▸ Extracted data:
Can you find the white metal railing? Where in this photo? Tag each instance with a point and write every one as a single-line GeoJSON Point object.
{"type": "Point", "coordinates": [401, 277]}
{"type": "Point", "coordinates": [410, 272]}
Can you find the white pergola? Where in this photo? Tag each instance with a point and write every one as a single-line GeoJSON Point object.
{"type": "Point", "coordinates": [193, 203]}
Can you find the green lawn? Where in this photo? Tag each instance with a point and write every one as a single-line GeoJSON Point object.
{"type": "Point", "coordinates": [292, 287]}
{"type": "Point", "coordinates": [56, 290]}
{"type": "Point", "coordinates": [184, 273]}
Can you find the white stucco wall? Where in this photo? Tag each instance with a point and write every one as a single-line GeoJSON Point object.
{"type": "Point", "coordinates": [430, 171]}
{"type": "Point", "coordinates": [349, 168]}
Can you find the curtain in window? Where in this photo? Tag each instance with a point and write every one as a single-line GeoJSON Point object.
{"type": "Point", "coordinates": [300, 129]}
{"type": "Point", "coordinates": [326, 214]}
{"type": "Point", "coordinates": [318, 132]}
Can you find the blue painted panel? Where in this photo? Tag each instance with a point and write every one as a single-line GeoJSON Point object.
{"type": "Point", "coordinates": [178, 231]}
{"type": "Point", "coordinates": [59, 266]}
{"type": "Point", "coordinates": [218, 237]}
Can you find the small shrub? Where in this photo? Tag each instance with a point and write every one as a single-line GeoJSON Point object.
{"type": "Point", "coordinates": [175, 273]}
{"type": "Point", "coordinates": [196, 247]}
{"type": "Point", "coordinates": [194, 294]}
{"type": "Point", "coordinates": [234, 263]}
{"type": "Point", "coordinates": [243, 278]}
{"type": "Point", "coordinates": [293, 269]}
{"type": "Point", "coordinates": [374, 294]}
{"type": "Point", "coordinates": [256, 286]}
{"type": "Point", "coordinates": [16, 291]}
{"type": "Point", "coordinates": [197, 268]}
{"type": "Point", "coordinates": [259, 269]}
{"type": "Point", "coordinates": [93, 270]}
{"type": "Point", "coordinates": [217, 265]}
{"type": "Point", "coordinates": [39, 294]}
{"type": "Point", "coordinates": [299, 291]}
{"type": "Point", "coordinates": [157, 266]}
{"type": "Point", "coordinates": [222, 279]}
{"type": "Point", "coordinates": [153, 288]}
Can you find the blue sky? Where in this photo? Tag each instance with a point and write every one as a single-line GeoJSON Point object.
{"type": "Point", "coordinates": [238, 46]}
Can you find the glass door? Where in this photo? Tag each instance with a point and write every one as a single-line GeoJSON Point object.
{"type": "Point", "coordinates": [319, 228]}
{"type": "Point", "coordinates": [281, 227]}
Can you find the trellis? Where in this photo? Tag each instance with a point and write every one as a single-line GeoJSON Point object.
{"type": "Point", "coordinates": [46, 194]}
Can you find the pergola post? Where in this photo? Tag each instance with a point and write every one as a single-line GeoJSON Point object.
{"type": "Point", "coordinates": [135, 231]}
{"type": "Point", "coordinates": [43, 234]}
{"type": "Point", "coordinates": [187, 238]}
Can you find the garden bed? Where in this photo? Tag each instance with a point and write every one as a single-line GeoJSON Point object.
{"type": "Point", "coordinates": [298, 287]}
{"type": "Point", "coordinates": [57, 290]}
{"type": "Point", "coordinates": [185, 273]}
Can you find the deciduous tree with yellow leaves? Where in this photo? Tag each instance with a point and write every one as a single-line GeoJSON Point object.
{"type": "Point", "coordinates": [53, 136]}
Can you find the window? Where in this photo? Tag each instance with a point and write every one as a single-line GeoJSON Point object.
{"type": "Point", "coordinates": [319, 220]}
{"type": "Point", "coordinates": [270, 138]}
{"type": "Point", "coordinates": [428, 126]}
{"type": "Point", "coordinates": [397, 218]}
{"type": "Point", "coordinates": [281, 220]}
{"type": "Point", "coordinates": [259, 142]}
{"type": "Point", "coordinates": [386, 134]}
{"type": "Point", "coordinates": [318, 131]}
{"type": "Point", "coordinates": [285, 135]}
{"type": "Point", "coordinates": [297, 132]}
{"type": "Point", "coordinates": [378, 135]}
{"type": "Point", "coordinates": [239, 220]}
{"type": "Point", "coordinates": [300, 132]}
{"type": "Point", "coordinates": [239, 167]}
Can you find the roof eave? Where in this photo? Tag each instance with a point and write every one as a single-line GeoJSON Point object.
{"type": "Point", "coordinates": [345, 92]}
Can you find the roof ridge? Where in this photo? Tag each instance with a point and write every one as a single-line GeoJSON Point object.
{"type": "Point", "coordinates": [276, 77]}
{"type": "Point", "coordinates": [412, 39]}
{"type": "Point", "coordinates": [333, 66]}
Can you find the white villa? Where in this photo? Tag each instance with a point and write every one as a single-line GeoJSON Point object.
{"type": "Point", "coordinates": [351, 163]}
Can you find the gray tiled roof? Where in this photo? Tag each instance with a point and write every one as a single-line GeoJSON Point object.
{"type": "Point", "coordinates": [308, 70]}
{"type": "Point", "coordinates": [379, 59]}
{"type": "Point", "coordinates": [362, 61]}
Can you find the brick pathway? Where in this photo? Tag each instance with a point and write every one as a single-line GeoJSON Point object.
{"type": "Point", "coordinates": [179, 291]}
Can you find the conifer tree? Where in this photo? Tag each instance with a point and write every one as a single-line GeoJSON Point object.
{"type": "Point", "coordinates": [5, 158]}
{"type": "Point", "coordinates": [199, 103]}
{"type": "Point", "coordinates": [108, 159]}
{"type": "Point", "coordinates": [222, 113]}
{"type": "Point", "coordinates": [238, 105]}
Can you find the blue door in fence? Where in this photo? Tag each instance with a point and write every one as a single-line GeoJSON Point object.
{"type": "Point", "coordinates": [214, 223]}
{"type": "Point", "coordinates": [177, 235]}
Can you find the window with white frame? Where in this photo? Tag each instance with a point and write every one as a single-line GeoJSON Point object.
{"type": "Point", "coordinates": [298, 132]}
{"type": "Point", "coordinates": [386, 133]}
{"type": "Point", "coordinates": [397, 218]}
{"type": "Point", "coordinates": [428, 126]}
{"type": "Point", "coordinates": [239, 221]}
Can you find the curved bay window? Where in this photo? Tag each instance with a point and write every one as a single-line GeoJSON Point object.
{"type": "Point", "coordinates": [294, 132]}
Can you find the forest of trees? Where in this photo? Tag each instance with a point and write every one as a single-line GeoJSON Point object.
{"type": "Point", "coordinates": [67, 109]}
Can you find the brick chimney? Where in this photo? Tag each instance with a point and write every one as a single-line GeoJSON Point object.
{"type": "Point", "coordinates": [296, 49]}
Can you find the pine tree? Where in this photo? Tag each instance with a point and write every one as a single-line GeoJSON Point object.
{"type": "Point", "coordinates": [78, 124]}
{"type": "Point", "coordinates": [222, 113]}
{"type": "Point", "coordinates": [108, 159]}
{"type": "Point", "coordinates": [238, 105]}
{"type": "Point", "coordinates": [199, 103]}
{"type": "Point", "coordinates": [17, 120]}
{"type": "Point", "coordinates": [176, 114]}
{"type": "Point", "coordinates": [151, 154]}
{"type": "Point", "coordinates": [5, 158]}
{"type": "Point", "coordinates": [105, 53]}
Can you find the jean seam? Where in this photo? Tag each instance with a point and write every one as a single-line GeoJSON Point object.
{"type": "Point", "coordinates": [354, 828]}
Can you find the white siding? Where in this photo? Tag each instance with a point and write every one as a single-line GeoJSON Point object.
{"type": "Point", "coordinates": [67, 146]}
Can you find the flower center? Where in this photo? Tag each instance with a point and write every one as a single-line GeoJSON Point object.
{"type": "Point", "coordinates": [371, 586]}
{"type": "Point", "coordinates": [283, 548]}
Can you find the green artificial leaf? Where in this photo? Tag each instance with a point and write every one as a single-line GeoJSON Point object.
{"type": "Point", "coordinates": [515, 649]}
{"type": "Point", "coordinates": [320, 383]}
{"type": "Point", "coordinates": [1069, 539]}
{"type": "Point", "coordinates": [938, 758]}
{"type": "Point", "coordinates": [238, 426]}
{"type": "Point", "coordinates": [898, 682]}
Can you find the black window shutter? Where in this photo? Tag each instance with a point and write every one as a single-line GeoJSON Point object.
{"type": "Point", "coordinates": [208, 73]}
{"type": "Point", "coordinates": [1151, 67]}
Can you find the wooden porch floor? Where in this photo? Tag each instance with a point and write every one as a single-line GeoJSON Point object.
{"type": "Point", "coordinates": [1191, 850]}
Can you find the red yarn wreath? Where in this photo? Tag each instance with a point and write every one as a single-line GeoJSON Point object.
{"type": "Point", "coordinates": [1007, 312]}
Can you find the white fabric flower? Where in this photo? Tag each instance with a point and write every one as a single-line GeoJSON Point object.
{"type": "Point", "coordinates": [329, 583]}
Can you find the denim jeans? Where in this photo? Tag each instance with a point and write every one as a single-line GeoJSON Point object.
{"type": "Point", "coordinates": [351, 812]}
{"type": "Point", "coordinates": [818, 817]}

▸ EXERCISE BRIEF: Reproduce verbatim every line of the data from the one containing "Can you find the red" down to the final line, with both ends included.

▸ COMPLETED EXERCISE:
Can you find the red yarn wreath? Where in this photo? Tag each instance with a point and write every one as a single-line GeoJSON Point object.
{"type": "Point", "coordinates": [1007, 312]}
Can you find the white fabric flower? Where in this photo? Tag each instance with a point and write every one as a single-line GeoJSON Point object.
{"type": "Point", "coordinates": [329, 583]}
Can you find the denim jeans? Where in this photo? Tag each instance with a point and write every one as a single-line GeoJSON Point object.
{"type": "Point", "coordinates": [351, 812]}
{"type": "Point", "coordinates": [818, 817]}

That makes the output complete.